## What to do
Can you write out all of the records below word for word, leaving the pictures out of your answer?

>> Begin Input records

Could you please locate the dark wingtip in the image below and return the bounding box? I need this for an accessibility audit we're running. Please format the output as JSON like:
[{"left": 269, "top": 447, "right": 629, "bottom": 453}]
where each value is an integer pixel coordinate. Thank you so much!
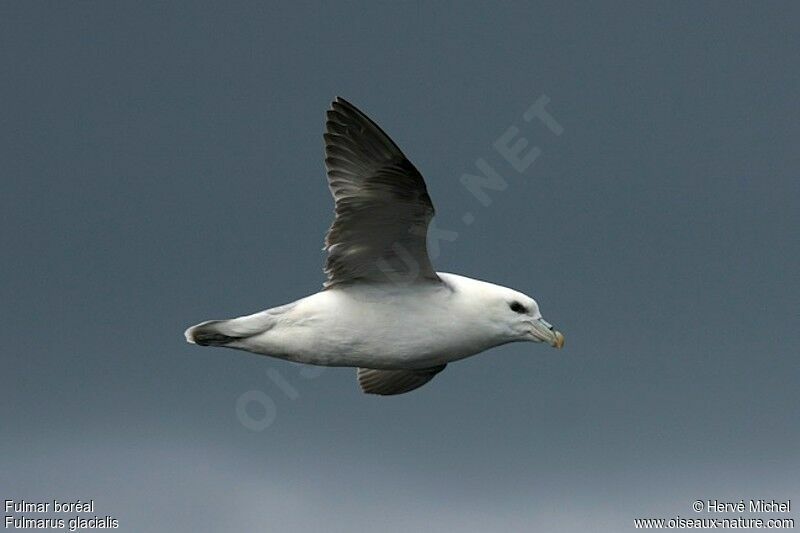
[{"left": 184, "top": 321, "right": 237, "bottom": 346}]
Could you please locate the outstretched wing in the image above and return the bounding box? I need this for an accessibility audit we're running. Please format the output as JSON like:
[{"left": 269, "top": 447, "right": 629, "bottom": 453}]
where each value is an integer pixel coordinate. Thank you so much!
[
  {"left": 325, "top": 97, "right": 440, "bottom": 288},
  {"left": 357, "top": 364, "right": 447, "bottom": 396}
]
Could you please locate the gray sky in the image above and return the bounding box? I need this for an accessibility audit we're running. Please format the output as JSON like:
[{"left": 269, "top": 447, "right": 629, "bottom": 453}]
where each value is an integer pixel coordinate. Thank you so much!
[{"left": 0, "top": 1, "right": 800, "bottom": 532}]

>> End Input records

## Solution
Could you please locate the dark wingtip in the image below and return the bounding box? I need this for an accessibility audit we're running. Please format the output as JSON like:
[{"left": 269, "top": 447, "right": 629, "bottom": 453}]
where each value is an integer pixel coordinate. Thank you so much!
[{"left": 184, "top": 321, "right": 237, "bottom": 346}]
Could you please locate the outstretched wing in the image above and return the bounding box? I need this for an accessibility audit we're running. Please format the output as JSON like:
[{"left": 269, "top": 447, "right": 629, "bottom": 453}]
where each value is an integer pixel coordinate. Thank you so much!
[
  {"left": 325, "top": 97, "right": 440, "bottom": 288},
  {"left": 357, "top": 364, "right": 447, "bottom": 396}
]
Could you please locate the gray sky in the image above and return the bounding box? I need this for an accessibility audit we're running. Please format the output as JSON like:
[{"left": 269, "top": 447, "right": 629, "bottom": 453}]
where each value is an integer pixel coordinate. Thank you so much!
[{"left": 0, "top": 1, "right": 800, "bottom": 532}]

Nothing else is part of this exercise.